Texte extrait:
↓

J'ai fait acquisition de 16gb de ram Crucial cadencée à 1333ghz selon les recommandations du site.

Après installation, tout fonctionne impec, et bizarrement je dirais même mieux.

Je ne m'attendais qu'a de meilleures performance lors d'utilisation intensive de mon MBP, mais bizarrement, tout semble un peu plus rapide, même en utilisation normale, notamment avec safari et le retour de veille, qui prenait avant 1 a 2 secondes, et qui se fait en moins d'une seconde maintenant.


----------



## Aur3l1en (24 Octobre 2012)

jpheon a dit:


> J'ai fait acquisition de 16gb de ram Crucial cadencée à 1333ghz selon les recommandations du site.
> 
> Après installation, tout fonctionne impec, et bizarrement je dirais même mieux.
> 
> Je ne m'attendais qu'a de meilleures performance lors d'utilisation intensive de mon MBP, mais bizarrement, tout semble un peu plus rapide, même en utilisation normale, notamment avec safari et le retour de veille, qui prenait avant 1 a 2 secondes, et qui se fait en moins d'une seconde maintenant.

↑

Consigne A: Recopiez à l'identique toutes les lignes du bloc de lignes ci-dessous, en omettant l'image.

Extraits de lignes:
↓

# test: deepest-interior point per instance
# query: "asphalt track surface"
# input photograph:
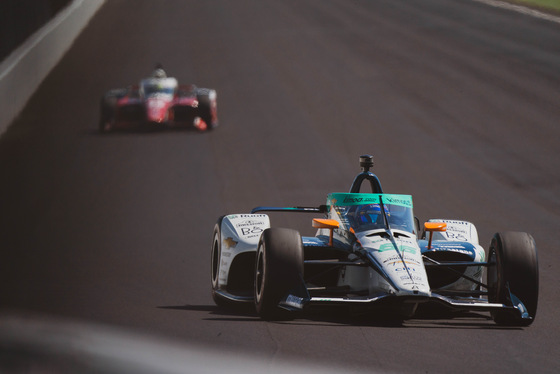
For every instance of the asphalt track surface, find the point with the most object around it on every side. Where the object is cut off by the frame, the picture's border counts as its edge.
(457, 101)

↑

Consigne B: D'après le texte extrait sur la mémoire vive, les affirmations suivantes sont-elles exactes ? (i) La mémoire a été choisie selon les recommandations du site. (ii) Le retour de veille prend désormais plus d'une seconde. (iii) Un gain de performance n'était attendu que lors d'une utilisation intensive. Répondez par oui ou non à chacune, en citant les mots décisifs du texte.

Réponse attendue A:
# test: deepest-interior point per instance
# query: "asphalt track surface"
# input photograph:
For every instance of the asphalt track surface, find the point with the most object around it on every side. Where the object is cut off by the frame, the picture's border counts as its edge.
(457, 101)

Réponse attendue B:
(i) Oui : « selon les recommandations du site ».
(ii) Non : « qui se fait en moins d'une seconde maintenant ».
(iii) Oui : « Je ne m'attendais qu'a de meilleures performance lors d'utilisation intensive ».